Passage shown ::
* * * * * * * * *
Tuesday, August 02, 2005

A demonstration of impotence


In the end, I'm half-glad, half-sorry I couldn't go to the demonstration against the government's new protest exclusion zone around Parliament.

Half-glad, not only because it meant I wouldn't be arrested (which can't be pleasant, no matter how much of a martyr you may wish to be), but also because the whole event was a bit of a damp squib. I say this partly because I saw the feeble media coverage, and partly because nothing very much happened except a bit of point-scoring by both sides.

First, the media coverage. There was no report of the demonstration on the BBC Ten O'Clock News. There was a (very) brief report on BBC London, straight after the main news. The report made it look as if the 'usual suspects' (disaffected lefties and trouble-makers) had turned up for a meaningless protest. The cameras made sure they were pointed at the core group of protesters, so that there appeared to be only about thirty people there (the actual number between seventy and three hundred, depending on which source you read). They also made sure they filmed a verbal altercation between the campaigners and some upper-middle-class buffoon who just happened to be passing by and decided to castigate the demonstrators for diverting police attention away from fighting terrorism. Finally, the cameras made sure they concentrated on the placards reading everything from "Justice for Palestine" to "Bring the Troops Home". Which begs the question - if you're going to have a protest against limiting the right to demonstrate, why the hell mix up all the other (perfectly reasonable, but irrelevant) left-wing causes in the same protest? It doesn't reinforce the message, it dilutes it. The viewing public, watching the report, would have come away with no idea of what the protest was about, and the impression that "it's that bunch of leftie loonies again".

All right, this is not the fault of the demonstrators - they can't control what the media chooses to report, and how those reports are edited. But they, like all of us, live in a media-savvy age and they must have been aware of how the media would try to control the message. Targeting the protest more efficiently might have ensured the real message got through better, instead of being written off as 'same old same old'. Now you're going to ask me how I would have done that. Read on.
* * * * * * * * *
Exercise :: Duplicate the entire blog post about the Parliament protest demonstration, from its date line to its final sentence. The items have no connection to the protest blog post.

Items from a dataset ::
* * * * * * * * *
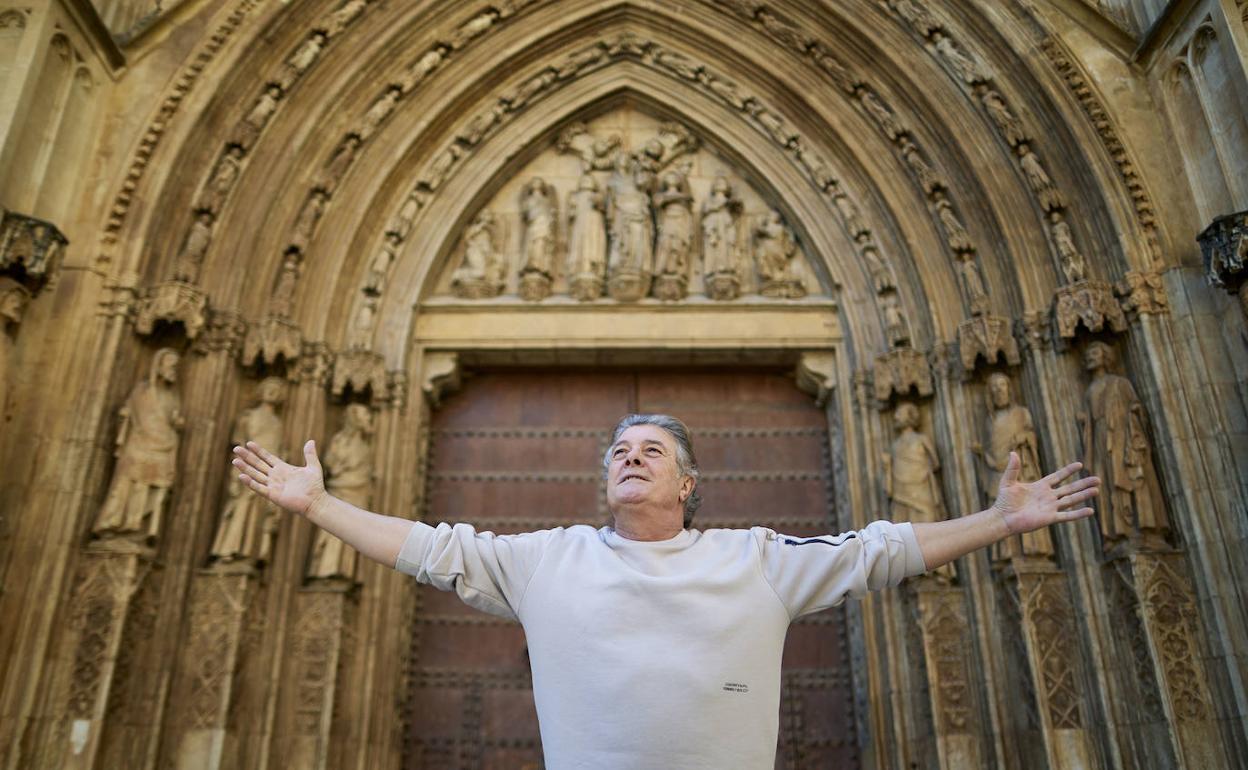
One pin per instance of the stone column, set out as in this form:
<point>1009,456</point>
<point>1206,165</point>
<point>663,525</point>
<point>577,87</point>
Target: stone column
<point>204,685</point>
<point>106,582</point>
<point>1053,658</point>
<point>1167,610</point>
<point>947,644</point>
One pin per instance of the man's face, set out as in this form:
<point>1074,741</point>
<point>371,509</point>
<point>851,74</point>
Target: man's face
<point>643,469</point>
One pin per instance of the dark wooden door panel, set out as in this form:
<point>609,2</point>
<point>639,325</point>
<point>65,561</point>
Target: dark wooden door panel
<point>522,451</point>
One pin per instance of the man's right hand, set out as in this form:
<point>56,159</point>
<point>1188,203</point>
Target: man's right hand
<point>286,486</point>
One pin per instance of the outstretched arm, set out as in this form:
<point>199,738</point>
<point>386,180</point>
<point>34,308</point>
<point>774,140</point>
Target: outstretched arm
<point>301,491</point>
<point>1020,507</point>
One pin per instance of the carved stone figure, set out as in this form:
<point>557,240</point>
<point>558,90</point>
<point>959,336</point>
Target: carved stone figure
<point>914,157</point>
<point>850,215</point>
<point>538,210</point>
<point>146,453</point>
<point>774,253</point>
<point>190,258</point>
<point>247,131</point>
<point>482,271</point>
<point>421,69</point>
<point>880,112</point>
<point>348,462</point>
<point>895,325</point>
<point>1010,429</point>
<point>345,14</point>
<point>14,298</point>
<point>1116,448</point>
<point>1011,127</point>
<point>245,532</point>
<point>214,195</point>
<point>720,251</point>
<point>916,14</point>
<point>1038,181</point>
<point>587,240</point>
<point>378,268</point>
<point>674,205</point>
<point>308,217</point>
<point>283,291</point>
<point>303,58</point>
<point>630,246</point>
<point>910,471</point>
<point>338,164</point>
<point>1073,266</point>
<point>361,333</point>
<point>959,60</point>
<point>955,233</point>
<point>972,283</point>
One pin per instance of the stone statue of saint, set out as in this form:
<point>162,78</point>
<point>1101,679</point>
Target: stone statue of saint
<point>147,442</point>
<point>214,195</point>
<point>674,205</point>
<point>282,301</point>
<point>481,275</point>
<point>587,240</point>
<point>774,253</point>
<point>720,255</point>
<point>910,471</point>
<point>1116,449</point>
<point>245,532</point>
<point>538,212</point>
<point>14,298</point>
<point>1073,266</point>
<point>630,253</point>
<point>190,258</point>
<point>1010,429</point>
<point>348,463</point>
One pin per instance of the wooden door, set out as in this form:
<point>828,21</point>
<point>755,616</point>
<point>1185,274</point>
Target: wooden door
<point>522,451</point>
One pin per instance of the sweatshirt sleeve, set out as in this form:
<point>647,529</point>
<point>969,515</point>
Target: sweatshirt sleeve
<point>489,572</point>
<point>810,574</point>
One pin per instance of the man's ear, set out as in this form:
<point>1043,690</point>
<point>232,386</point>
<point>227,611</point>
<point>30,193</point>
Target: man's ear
<point>687,488</point>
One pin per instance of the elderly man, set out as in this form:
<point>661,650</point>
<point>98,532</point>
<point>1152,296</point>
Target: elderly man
<point>653,644</point>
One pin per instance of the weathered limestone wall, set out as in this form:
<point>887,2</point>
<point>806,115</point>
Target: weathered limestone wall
<point>966,229</point>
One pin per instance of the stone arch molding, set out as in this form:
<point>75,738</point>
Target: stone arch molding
<point>885,322</point>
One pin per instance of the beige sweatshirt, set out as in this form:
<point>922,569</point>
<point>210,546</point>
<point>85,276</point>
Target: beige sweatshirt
<point>658,654</point>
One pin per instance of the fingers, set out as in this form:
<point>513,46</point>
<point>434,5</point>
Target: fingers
<point>253,484</point>
<point>310,457</point>
<point>1061,474</point>
<point>265,454</point>
<point>1012,466</point>
<point>1078,497</point>
<point>1076,486</point>
<point>250,471</point>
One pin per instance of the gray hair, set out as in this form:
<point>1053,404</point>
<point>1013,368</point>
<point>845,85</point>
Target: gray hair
<point>685,461</point>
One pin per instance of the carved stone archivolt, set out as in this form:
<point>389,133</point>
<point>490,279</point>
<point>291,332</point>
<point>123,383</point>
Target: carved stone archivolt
<point>247,522</point>
<point>910,476</point>
<point>640,221</point>
<point>147,439</point>
<point>348,469</point>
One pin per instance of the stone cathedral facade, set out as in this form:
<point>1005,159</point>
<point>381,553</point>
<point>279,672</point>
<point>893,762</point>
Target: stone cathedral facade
<point>864,247</point>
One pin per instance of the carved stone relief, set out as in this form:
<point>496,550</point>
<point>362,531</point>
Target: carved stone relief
<point>147,441</point>
<point>348,471</point>
<point>1117,448</point>
<point>1009,428</point>
<point>650,212</point>
<point>247,522</point>
<point>910,481</point>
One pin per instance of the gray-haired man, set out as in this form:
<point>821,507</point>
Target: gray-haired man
<point>653,644</point>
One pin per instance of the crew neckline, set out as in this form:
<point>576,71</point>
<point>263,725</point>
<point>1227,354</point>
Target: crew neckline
<point>678,540</point>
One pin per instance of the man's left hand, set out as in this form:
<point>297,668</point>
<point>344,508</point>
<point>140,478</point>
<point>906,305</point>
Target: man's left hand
<point>1025,507</point>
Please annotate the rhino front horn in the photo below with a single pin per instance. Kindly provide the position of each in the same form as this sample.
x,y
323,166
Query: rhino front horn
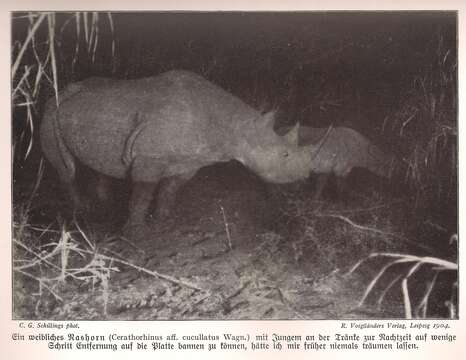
x,y
293,135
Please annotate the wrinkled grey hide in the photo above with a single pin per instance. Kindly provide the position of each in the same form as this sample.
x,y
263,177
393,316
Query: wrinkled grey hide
x,y
337,150
163,127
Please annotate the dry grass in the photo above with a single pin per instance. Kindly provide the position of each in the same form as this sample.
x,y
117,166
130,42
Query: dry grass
x,y
402,277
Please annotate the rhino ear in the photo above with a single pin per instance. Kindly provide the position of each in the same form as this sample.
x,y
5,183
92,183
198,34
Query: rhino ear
x,y
293,135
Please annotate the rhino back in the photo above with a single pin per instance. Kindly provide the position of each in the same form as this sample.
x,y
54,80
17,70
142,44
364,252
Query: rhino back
x,y
185,114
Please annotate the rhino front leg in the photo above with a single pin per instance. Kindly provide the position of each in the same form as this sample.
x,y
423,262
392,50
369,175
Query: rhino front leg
x,y
146,173
321,183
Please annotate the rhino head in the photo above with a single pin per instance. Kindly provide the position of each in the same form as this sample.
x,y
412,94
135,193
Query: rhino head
x,y
275,158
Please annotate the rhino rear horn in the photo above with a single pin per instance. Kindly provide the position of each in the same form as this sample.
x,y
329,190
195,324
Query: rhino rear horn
x,y
268,120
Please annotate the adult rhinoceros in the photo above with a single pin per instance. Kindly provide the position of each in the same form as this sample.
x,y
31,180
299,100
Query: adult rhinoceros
x,y
162,127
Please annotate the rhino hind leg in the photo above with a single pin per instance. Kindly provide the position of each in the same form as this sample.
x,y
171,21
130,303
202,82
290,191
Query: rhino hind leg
x,y
141,197
166,197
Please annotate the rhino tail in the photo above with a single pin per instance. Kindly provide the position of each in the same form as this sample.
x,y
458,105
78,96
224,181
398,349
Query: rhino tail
x,y
128,151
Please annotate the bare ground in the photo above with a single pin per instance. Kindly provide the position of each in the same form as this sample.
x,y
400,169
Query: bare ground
x,y
231,251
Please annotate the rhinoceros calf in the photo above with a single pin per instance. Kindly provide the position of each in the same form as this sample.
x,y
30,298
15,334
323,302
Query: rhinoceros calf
x,y
338,150
162,127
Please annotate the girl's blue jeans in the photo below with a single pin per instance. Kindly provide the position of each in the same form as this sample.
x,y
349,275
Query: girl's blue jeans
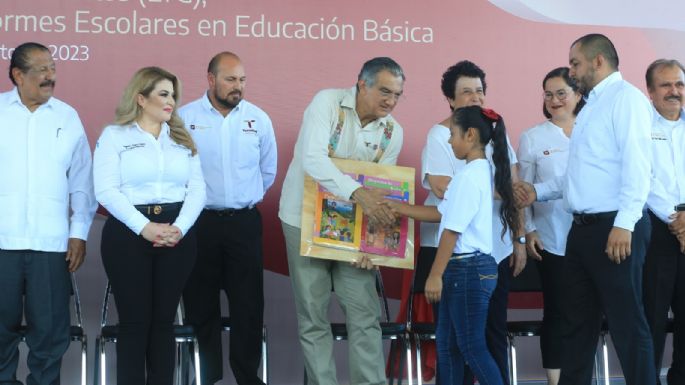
x,y
467,285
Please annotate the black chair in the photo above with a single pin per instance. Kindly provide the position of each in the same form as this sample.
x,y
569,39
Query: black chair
* * * * * * * * *
Answer to this task ::
Tuesday, August 02, 2005

A demonstration of impotence


In the end, I'm half-glad, half-sorry I couldn't go to the demonstration against the government's new protest exclusion zone around Parliament.

Half-glad, not only because it meant I wouldn't be arrested (which can't be pleasant, no matter how much of a martyr you may wish to be), but also because the whole event was a bit of a damp squib. I say this partly because I saw the feeble media coverage, and partly because nothing very much happened except a bit of point-scoring by both sides.

First, the media coverage. There was no report of the demonstration on the BBC Ten O'Clock News. There was a (very) brief report on BBC London, straight after the main news. The report made it look as if the 'usual suspects' (disaffected lefties and trouble-makers) had turned up for a meaningless protest. The cameras made sure they were pointed at the core group of protesters, so that there appeared to be only about thirty people there (the actual number between seventy and three hundred, depending on which source you read). They also made sure they filmed a verbal altercation between the campaigners and some upper-middle-class buffoon who just happened to be passing by and decided to castigate the demonstrators for diverting police attention away from fighting terrorism. Finally, the cameras made sure they concentrated on the placards reading everything from "Justice for Palestine" to "Bring the Troops Home". Which begs the question - if you're going to have a protest against limiting the right to demonstrate, why the hell mix up all the other (perfectly reasonable, but irrelevant) left-wing causes in the same protest? It doesn't reinforce the message, it dilutes it. The viewing public, watching the report, would have come away with no idea of what the protest was about, and the impression that "it's that bunch of leftie loonies again".

All right, this is not the fault of the demonstrators - they can't control what the media chooses to report, and how those reports are edited. But they, like all of us, live in a media-savvy age and they must have been aware of how the media would try to control the message. Targeting the protest more efficiently might have ensured the real message got through better, instead of being written off as 'same old same old'. Now you're going to ask me how I would have done that. Read on.